Mais il reste les crottes, dont la densité est proche de celle des piments. Difficile. Une crotte contient potentiellement des agents pathogènes. Mais, et c’est là l’astuce, en considérant la loi sensu stricto, il suffit de considérer les crottes comme une « matière étrangère », si on stérilise ces piments. Car le cahier des charges de la société qui commercialise le piment autorise 0,5% de matières étrangères. Il peut se trouver dans une récolte de piments quelques brisures de végétaux, des poussières, des graines, des petits insectes. Il suffit donc de chauffer les piments pour les stériliser, puis de les broyer au dixième de millimètre,  ni vu ni connu, et le tour est joué. Cette poudre est ensuite diluée dans des stocks de piments corrects, à hauteur de 25 %, vous êtes réglementaire, dans les clous. 100 tonnes diluées : faites le calcul pour compter le nombre de petits pots vendus !

* **DONNÉES FOURNIES**
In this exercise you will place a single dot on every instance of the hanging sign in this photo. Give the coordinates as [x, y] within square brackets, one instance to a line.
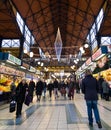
[12, 58]
[88, 62]
[99, 53]
[25, 65]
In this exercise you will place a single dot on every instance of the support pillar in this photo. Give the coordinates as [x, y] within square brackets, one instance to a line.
[21, 48]
[1, 44]
[22, 39]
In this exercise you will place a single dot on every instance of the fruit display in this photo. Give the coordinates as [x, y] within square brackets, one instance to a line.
[4, 84]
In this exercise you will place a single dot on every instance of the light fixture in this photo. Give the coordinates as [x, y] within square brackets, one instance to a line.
[77, 59]
[31, 54]
[25, 51]
[81, 48]
[86, 45]
[83, 51]
[39, 63]
[58, 45]
[42, 64]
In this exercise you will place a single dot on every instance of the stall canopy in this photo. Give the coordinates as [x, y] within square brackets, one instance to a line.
[73, 17]
[8, 25]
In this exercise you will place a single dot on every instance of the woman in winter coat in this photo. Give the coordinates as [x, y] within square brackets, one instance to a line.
[39, 89]
[105, 87]
[20, 96]
[50, 88]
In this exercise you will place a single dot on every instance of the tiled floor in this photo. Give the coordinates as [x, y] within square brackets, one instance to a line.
[55, 115]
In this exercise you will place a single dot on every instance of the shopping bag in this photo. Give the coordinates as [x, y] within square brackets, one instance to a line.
[27, 100]
[12, 106]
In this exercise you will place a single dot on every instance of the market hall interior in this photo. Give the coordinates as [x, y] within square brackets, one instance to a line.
[48, 40]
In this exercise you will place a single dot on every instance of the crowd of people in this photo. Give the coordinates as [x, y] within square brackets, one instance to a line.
[62, 88]
[89, 86]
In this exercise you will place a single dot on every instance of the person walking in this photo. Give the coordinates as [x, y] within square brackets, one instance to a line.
[56, 85]
[31, 88]
[72, 86]
[106, 88]
[39, 89]
[90, 89]
[13, 89]
[100, 81]
[50, 88]
[20, 96]
[44, 89]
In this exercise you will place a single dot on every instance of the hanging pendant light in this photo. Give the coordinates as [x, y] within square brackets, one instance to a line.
[58, 45]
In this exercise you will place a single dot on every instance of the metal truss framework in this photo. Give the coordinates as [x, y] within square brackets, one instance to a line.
[43, 17]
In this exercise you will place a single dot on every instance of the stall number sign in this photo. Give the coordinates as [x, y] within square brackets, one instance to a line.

* **QUESTIONS À TRAITER**
1. Récrivez plus brièvement le paragraphe de l'extrait sur les piments qui commence par « Mais il reste les crottes », sans perdre ses faits principaux.
2. Écrivez la suite de l'extrait sur les piments, en reprenant après sa dernière phrase.
Les données fournies ne sont pas nécessaires.

* **RÉPONSES**
1. Les crottes, de densité proche de celle des piments, peuvent contenir des agents pathogènes. Le cahier des charges de la société qui commercialise le piment autorise 0,5 % de matières étrangères, comme des brisures de végétaux, des poussières, des graines ou de petits insectes. Selon la loi prise au sens strict, les crottes peuvent entrer dans cette catégorie si les piments sont stérilisés. Il suffit donc de chauffer les piments, puis de les broyer au dixième de millimètre. La poudre obtenue est diluée à hauteur de 25 % dans des stocks de piments corrects, ce qui reste réglementaire. Le texte invite enfin à calculer le nombre de petits pots vendus avec 100 tonnes diluées.

2.
Le méli-mélo de queues du roi des rats du Museum d'histoire naturelle de Nantes
Le méli-mélo de queues du roi des rats du Museum d’histoire naturelle de Nantes

C’est une histoire ancienne, plus personne ne pourrait « faire un coup pareil ». Les contrôles de qualité et les analyses évoluant sans cesse, ce genre de tricherie n’est plus imaginable. Mais je reste songeur quand j’entends chanter les louanges de la dérégulation, de la déréglementation, dans tous les domaines. Ce sont les lois,  les règlements et la police qui ont accompagné notre humanisation, pour ne pas dire notre hominisation. Les plus anciens écrits sont toujours des règles administratives. Supprimez ces lois, les règles de savoir faire, et vous serez surpris du retour à des comportements proprement « bestiaux ». Car il faut être bestial pour vouloir faire consommer à d’autres des crottes de rats, fussent elles cuites et recuites !

Avant l'usage des raticides, la lutte contre les rongeurs n'était pas simple, et les silos conçus pour les décourager. Ici quatre pierres plates entre les pieds et le plancher pour empêcher leur intrusion. Le rat brun est appelé Rattus norvegicus ca…
Avant l’usage des raticides, la lutte contre les rongeurs n’était pas simple, et les silos conçus pour les décourager. Ici quatre pierres plates entre les pieds et le plancher pour empêcher leur intrusion. Le rat brun est appelé Rattus norvegicus car il infestait tous les bateaux venant du Nord. En réalité, il a colonisé le monde entier, succédant au rat noir,  par ses aptitudes à se débrouiller de notre présence.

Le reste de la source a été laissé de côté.